──────── Document excerpt

Weed killer residues found in 98 percent of Canadian honey samples

Environmental Health News - Mar 22, 2019 - Carey Gillam

Study is the latest evidence that glyphosate herbicides are so pervasive that residues can be found in foods not produced by farmers using glyphosate.

As U.S. regulators continue to dance around the issue of testing foods for residues of glyphosate weed killers, government scientists in Canada have found the pesticide in 197 of 200 samples of honey they examined.

The authors of the study, all of whom work for Agri-Food Laboratories at the Alberta Ministry of Agriculture and Forestry, said the prevalence of glyphosate residues in honey samples - 98.5 percent - was higher than what was reported in several similar studies done over the last five years in other countries.

Glyphosate is the world’s most widely used herbicide and is the active ingredient in Roundup brands as well as hundreds of others sold around the world for agriculture and other purposes. Use has grown dramatically over the last 25 years and consumers have become concerned about residues of the herbicide in their food.

────────────────

> **What is expected**
Write the next part of the article on glyphosate residues in Canadian honey, picking up after its last sentence. The rows that come next have no connection to the article on glyphosate in honey.

──────── Provided data

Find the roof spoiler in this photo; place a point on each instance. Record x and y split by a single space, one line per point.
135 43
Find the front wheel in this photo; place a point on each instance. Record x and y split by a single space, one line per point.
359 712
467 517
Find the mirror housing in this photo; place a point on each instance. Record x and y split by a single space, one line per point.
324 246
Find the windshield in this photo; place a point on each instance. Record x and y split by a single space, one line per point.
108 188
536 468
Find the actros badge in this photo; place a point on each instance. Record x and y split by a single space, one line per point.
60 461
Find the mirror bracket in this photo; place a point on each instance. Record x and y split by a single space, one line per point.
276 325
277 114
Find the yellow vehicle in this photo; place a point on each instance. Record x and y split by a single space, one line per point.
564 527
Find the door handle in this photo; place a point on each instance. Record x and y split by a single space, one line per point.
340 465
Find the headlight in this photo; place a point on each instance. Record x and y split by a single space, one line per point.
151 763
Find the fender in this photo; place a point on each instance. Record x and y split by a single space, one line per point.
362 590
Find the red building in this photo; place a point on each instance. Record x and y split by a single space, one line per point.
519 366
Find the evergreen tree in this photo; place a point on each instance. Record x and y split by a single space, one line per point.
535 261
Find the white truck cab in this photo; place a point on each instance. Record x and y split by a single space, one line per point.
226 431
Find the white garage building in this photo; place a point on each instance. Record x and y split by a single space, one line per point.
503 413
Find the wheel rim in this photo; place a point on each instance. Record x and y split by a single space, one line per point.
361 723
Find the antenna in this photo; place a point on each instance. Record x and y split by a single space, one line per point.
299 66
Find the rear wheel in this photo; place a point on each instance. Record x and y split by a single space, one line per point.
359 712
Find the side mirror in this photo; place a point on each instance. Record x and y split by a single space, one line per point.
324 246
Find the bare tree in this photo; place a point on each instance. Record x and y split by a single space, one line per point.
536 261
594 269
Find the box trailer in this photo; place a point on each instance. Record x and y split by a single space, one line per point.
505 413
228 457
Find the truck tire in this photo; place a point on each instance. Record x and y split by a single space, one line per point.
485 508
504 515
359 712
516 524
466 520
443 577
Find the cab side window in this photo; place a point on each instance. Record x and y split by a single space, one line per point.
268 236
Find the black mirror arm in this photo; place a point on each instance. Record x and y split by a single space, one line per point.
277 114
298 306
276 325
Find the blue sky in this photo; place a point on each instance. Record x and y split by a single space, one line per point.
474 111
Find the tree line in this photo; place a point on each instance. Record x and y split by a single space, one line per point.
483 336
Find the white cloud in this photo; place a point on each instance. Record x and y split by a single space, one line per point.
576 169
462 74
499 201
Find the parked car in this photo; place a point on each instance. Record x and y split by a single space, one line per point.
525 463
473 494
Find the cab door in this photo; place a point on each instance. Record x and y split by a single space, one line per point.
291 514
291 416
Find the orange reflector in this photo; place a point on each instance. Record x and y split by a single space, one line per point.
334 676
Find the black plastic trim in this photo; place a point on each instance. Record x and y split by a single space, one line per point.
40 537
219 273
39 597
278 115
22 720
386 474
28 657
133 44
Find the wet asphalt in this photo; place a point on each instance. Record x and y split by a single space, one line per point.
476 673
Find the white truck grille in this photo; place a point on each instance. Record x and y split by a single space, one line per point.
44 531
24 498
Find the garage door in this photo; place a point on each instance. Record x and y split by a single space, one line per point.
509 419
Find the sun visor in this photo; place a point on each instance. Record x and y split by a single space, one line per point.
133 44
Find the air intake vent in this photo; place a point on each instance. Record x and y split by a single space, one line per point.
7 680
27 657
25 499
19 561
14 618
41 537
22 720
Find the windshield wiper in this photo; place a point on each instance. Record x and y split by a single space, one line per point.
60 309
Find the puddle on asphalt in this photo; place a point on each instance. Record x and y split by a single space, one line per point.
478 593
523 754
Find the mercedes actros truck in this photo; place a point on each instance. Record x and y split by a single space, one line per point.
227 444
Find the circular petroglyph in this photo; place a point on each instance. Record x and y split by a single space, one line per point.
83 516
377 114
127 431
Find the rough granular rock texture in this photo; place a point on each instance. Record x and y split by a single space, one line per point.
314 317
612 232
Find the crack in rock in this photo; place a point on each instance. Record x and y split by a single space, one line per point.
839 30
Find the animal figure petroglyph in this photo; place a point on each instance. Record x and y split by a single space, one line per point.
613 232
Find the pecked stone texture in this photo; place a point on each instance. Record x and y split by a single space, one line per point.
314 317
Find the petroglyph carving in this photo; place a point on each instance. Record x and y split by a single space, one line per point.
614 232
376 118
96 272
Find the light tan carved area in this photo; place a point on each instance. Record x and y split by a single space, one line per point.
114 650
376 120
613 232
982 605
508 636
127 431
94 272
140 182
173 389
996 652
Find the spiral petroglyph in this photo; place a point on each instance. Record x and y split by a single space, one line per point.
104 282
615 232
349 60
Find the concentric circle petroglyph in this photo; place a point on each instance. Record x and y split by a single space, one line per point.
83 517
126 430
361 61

────────────────

> **Response**
The data provides fresh evidence that glyphosate herbicides are so pervasive in the environment that residues can be found even in a food that is not produced by farmers using glyphosate. The researchers noted in their report that they ran into delays trying to calibrate their testing equipment “due to difficulties encountered in obtaining a honey sample which did not contain traces of glyphosate.”

Bees pick up traces of pesticides as they move from plant to plant, unintentionally transferring residues from crops or weeds sprayed with glyphosate back to their hives.

In a different study, researchers on the Hawaiian island of Kauai took honey directly from 59 bee hives and found glyphosate residues in 27 percent of them. The Hawaiian researchers said bee hives located near farming areas as well as golf courses where glyphosate is used had higher concentrations of the pesticide.

The Canadian report also comes amid growing evidence that glyphosate herbicides can cause cancer, specifically non-Hodgkin’s lymphoma. On Tuesday a jury in San Francisco unanimously found that Roundup, a glyphosate-based herbicide made popular by chemical manufacturer Monsanto Co., use was a “substantial factor” in causing non-Hodgkin’s lymphoma in a California man. That echoed a similar unanimous jury verdict handed down in August in a separate case in which a cancer victim also alleged his disease was due to exposure to Monsanto’s glyphosate-based herbicides.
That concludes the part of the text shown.